### Document excerpt:
--- START ---

Conrad Landin writes about a vigil, a silent support in memory of Stanislav Tomas, a Roma man. Hhe died after a brutal arrest by police in the Czech Republic.


Credit: Conrad Landin

Glasgow’s south side is home to thousands of Roma from Slovakia, Romania, and the Czech Republic. Govanhill, a working-class district of Glasgow, celebrates International Romani Day each April with a carnival atmosphere.

But with the blue, green and red banners there was sadness on Thursday, as Roma activists and residents met to ask for justice for Stanislav Tomas. He died in June 2021 in the Czech town of Teplice after a brutal arrest by police. A video shows an officer kneeling on Tomas’s neck for four minutes, when the 46-year-old was unconscious. The press has not reported very much about his death so far, but the officers’ actions are similar to the murder of George Floyd in Minneapolis in 2020.

Czech authorities do not accept that they are similar, saying there has been ‘No “Czech Floyd”’ in a post on Twitter. Police said the arrest was lawful and there was no connection with the death. Police said that a doctor was there at the time of Tomas’s death and he said it was probably drug-related, and the autopsy showed there was no possibility that police actions caused the death.


In Glasgow’s Queen’s Park, three Roma women led the vigil, organized by the community group Romano Lav. They asked local and international communities to reject the police’s story, and fight to keep Tomas’s death in the public eye. Sonia Mikhalewicz is a Roma resident of Clydebank, to the west of Glasgow. She said Tomas was ‘murdered by police… same like George Floyd’. She said, ‘We demand justice for Stanislav Tomas and his family, and for all Roma in the world. The police say he was on drugs. That does not mean they can take a life, because nobody can take a life, no-one in the world. It is only God who can take and give a life.’

Rahela Cirpaci lives in Govanhill and is a Romanian Roma. She agreed. She told the small crowd. ‘Even if he was on drugs, why does that matter? Does this give the police the right to smother him alive?’

‘Stanislav’s death was clearly a result of deep racism,’ she said. ‘We all need to work together and demand this murder is investigated. If we do not do something, then no-one will.’

Jana Pushkova is a Czech Roma from Govanhill. She was pessimistic about an investigation. ‘In my opinion, from my experience, I can’t imagine a situation where they punish the police for what happened,’ she said. ‘What we’re seeing in the Czech Republic is like what happened in America with George Floyd.

‘I feel this is something that was definitely intentional. The police in the Czech Republic have a feeling that they are protected… in these types of actions.’

Roma communities face discrimination across Europe. In a 2018 study by the European Union Agency for Fundamental Rights, over half of Roma people who answered questions from the Czech Republic said they experienced hate-motivated harassment in the past 12 months. This is the highest of the nine European states in the study.

--- END ---

### Problem description:
Please rewrite the stretch of the vigil article from "Roma communities face" through "in the study.", updating "discrimination" to "prejudice". The material after the vigil article plays no role here.

### Data shown:
--- START ---

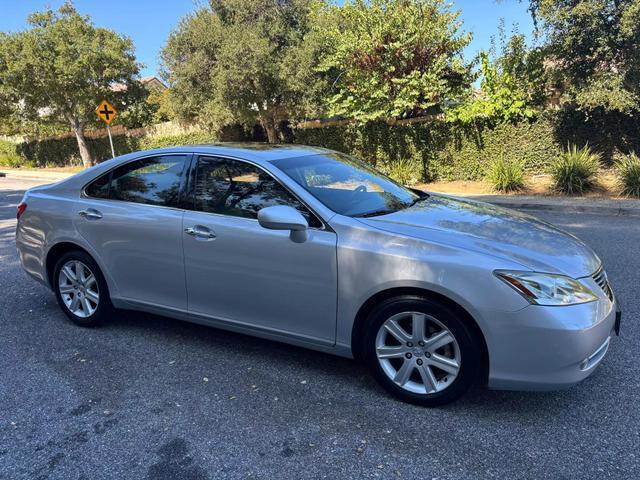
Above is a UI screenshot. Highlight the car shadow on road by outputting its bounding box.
[105,311,590,417]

--- END ---

### Written response:
Roma communities face prejudice across Europe. In a 2018 study by the European Union Agency for Fundamental Rights, over half of Roma people who answered questions from the Czech Republic said they experienced hate-motivated harassment in the past 12 months. This is the highest of the nine European states in the study.